++++ DATASET EXCERPTS ++++

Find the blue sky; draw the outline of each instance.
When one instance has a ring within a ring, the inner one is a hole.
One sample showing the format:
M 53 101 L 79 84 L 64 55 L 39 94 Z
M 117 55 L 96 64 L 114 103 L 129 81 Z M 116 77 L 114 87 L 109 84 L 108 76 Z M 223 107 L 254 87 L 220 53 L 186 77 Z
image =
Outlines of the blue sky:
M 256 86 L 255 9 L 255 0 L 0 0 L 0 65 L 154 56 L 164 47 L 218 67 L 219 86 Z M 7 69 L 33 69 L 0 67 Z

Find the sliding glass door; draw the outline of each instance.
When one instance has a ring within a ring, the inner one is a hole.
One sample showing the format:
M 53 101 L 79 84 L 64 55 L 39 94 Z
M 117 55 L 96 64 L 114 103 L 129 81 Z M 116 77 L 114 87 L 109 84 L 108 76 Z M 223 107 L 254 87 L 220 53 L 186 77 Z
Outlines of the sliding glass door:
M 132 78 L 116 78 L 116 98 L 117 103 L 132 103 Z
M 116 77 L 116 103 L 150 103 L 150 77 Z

++++
++++ DATASET EXCERPTS ++++

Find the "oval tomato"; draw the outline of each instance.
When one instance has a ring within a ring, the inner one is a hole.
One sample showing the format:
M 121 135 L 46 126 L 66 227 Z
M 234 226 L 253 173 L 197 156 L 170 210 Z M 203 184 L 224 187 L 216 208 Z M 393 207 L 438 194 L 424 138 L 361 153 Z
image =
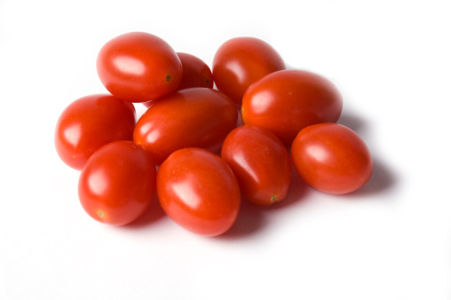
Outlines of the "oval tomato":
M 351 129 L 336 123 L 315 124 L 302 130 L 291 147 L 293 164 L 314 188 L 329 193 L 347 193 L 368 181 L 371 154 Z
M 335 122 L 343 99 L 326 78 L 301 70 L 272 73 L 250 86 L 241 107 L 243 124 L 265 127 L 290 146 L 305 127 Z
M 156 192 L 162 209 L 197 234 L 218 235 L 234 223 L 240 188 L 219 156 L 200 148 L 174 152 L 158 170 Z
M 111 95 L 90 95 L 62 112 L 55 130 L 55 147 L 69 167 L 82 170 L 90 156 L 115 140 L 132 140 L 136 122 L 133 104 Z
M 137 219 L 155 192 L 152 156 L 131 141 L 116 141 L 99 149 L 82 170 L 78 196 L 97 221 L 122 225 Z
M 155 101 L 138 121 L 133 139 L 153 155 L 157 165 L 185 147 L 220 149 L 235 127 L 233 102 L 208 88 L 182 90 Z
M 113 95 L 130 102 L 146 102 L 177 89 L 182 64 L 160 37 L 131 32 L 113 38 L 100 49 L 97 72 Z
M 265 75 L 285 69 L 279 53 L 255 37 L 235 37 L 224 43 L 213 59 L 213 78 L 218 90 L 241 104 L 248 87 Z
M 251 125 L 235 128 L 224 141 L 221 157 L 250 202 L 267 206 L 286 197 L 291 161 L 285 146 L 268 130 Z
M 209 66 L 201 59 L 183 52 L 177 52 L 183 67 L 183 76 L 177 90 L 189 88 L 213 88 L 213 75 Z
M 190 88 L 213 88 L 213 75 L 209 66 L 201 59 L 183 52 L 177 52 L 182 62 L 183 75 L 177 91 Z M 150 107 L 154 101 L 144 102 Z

++++

== DIRECTIONS FOR THIS TASK ==
Render the material from the line containing "Find the sliding" through the line containing "M 116 77 L 116 103 L 150 103 L 150 77 Z" as a numbered list, omitting any blank lines.

== TASK ANSWER ==
1. Find the sliding glass door; draw the outline of each instance.
2. When one instance has a ring within a ring, the inner one is a hole.
3. One sample showing the format:
4. M 53 101 L 79 84 L 64 55 L 39 94 Z
5. M 117 55 L 96 64 L 114 103 L 129 81 Z M 116 77 L 114 87 L 109 84 L 108 76 Z M 223 107 L 254 87 L 220 53 L 186 77 Z
6. Outlines of the sliding glass door:
7. M 132 78 L 116 78 L 116 98 L 117 103 L 132 103 Z
8. M 116 77 L 116 103 L 150 103 L 150 77 Z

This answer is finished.